┌────────
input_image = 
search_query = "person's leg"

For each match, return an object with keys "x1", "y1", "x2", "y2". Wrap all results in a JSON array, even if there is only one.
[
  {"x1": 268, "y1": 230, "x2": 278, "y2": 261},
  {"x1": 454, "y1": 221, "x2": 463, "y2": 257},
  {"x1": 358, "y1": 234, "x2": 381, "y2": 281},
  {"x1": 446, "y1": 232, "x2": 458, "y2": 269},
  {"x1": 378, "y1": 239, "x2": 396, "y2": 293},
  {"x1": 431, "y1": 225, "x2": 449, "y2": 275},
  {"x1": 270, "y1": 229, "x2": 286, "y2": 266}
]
└────────
Task statement:
Please repeat the material above, word for word and in full.

Written answer:
input_image = 
search_query = "person's leg"

For each match, return an object with keys "x1", "y1", "x2", "y2". Wrap all results in a JSON array, even if there is only one.
[
  {"x1": 268, "y1": 230, "x2": 278, "y2": 261},
  {"x1": 454, "y1": 221, "x2": 463, "y2": 257},
  {"x1": 358, "y1": 234, "x2": 381, "y2": 281},
  {"x1": 446, "y1": 232, "x2": 458, "y2": 269},
  {"x1": 378, "y1": 239, "x2": 396, "y2": 293},
  {"x1": 431, "y1": 225, "x2": 449, "y2": 275},
  {"x1": 270, "y1": 229, "x2": 286, "y2": 266}
]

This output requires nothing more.